* _What is asked_
Please turn the lines below, from the line containing "the coconut half" through the end of the entries, into a numbered list. Leave out any blank lines.

[Location identification entries]
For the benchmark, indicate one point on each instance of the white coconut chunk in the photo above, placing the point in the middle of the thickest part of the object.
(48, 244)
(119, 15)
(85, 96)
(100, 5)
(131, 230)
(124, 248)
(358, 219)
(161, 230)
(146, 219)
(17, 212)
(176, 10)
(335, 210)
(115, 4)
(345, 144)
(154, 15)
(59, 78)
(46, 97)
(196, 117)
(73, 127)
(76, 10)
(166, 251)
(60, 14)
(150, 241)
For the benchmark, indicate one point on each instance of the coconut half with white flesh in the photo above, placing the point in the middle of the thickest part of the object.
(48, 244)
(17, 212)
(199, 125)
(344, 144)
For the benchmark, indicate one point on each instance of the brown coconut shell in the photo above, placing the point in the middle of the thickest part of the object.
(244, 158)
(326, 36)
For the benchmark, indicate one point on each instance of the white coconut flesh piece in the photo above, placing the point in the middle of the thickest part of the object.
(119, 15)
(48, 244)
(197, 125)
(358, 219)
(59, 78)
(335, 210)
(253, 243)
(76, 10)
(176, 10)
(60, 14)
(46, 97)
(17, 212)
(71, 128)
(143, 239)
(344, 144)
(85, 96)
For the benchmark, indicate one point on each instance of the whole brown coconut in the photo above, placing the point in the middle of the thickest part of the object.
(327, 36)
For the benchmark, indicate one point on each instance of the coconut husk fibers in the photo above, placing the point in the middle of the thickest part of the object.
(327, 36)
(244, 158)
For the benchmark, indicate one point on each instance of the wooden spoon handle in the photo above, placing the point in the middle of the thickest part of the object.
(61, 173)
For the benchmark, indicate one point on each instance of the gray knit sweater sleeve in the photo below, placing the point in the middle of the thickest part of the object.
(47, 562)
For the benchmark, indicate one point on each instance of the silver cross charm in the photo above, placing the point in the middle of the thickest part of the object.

* _Answer to the task_
1. For the benchmark, indicate one point on each instance of the coconut half with white flesh in the photo above, placing the point in the middle of the thickest part of the object.
2. (48, 244)
3. (17, 212)
4. (199, 125)
5. (344, 144)
6. For the benchmark, indicate one point on each instance of the brown coconut shell in the photo above, placing the point in the middle of the thickest part of the object.
7. (244, 158)
8. (326, 36)
9. For the benchmark, indicate one point on each instance of the white coconut flesh piece in the photo above, placing the point in the middle of the thickest part of the object.
10. (119, 15)
11. (48, 244)
12. (197, 125)
13. (358, 219)
14. (59, 78)
15. (335, 210)
16. (253, 243)
17. (76, 10)
18. (176, 10)
19. (60, 14)
20. (46, 97)
21. (17, 212)
22. (71, 128)
23. (143, 239)
24. (344, 144)
25. (85, 96)
26. For the benchmark, indicate one point on each instance of the whole brown coconut in the photo above, placing the point in the middle of the thickest part of the object.
27. (327, 36)
28. For the benchmark, indicate one point on each instance of the coconut husk fibers in the photo above, placing the point in the middle of the thickest part of the object.
29. (327, 36)
30. (244, 158)
31. For the benchmark, indicate one point on each instance of the wooden spoon handle in the photo above, placing the point in the middle of the thickest part of the object.
32. (61, 173)
33. For the benchmark, indicate one point on each instance of the gray knit sweater sleeve in the photo below, placing the point in the middle of the thickest part of the object.
34. (47, 562)
35. For the benchmark, indicate one point on each instance of the silver cross charm in the photo above, placing the point in the middle of the thickest part of the object.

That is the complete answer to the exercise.